BEGIN Extract
Joe..I feel compelled to respond to this post.
As you could see from my posts,I am one of those people who has been struggling with my quit. Have I been fixating on it? Yes. Do I need professoional help? Maybe..
It's not as black and white as you may think. I'll give you a bit of my history and see if you still think that I should feel as you do..
I became addicted to cigarettes at the age of 12, It was soon followed by marijuana,alcohol...all the way to cocaine by the time I was 19. I came from a so called disfunctional household and I was a very angry child, I lacked in self worth and confidance. I married at 16, had my first child and was divorced at the age of 19. I placed my daughter with my mother during the height of my addiction while I attenmpted to get help. After many failed attempts at getting "clean",and falling into an abusive relationship for 7 years, I became suicidal. Did I mention that I was also bulimic? I went to A psychiatrist who told me that suicide wasn't illegal as one cannot charge a dead person and he couldn't help me.I tried drug rehabs but was told that they could not accommodate me as I was actively suicidal. I tried mental institutions but was told they couldn't help me because I was a drug addict. I tried an eating disorder clinic (before a panel of experts) but was told that my case was too complicated since I was suicidal and using drugs.
END Extract
BEGIN Data for review
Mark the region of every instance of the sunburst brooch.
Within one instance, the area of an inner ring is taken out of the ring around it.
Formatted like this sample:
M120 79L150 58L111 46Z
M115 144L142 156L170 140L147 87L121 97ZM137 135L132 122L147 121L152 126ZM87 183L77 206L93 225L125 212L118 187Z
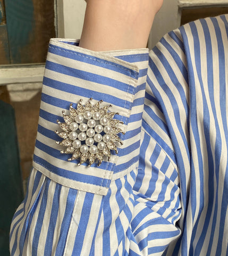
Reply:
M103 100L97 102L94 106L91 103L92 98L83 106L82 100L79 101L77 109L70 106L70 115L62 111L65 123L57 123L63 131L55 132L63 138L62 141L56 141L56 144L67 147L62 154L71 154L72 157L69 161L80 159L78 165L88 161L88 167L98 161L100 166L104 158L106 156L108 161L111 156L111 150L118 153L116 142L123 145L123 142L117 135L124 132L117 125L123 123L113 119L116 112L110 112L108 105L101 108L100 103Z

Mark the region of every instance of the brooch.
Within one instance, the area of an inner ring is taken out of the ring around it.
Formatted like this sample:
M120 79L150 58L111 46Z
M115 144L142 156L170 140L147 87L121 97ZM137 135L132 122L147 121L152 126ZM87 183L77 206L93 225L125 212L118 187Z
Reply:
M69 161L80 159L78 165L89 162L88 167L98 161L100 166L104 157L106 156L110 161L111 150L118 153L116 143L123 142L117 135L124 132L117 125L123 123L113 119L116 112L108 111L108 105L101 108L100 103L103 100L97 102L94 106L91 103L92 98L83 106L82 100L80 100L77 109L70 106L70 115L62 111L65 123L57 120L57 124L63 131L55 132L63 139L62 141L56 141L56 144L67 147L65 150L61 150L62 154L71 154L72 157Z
END Data for review
Problem
Transcribe the stretch of the forum post above from "Joe..I feel compelled" through "professoional help? Maybe..", keeping every word and mark unchanged.

Reply to the task
Joe..I feel compelled to respond to this post.
As you could see from my posts,I am one of those people who has been struggling with my quit. Have I been fixating on it? Yes. Do I need professoional help? Maybe..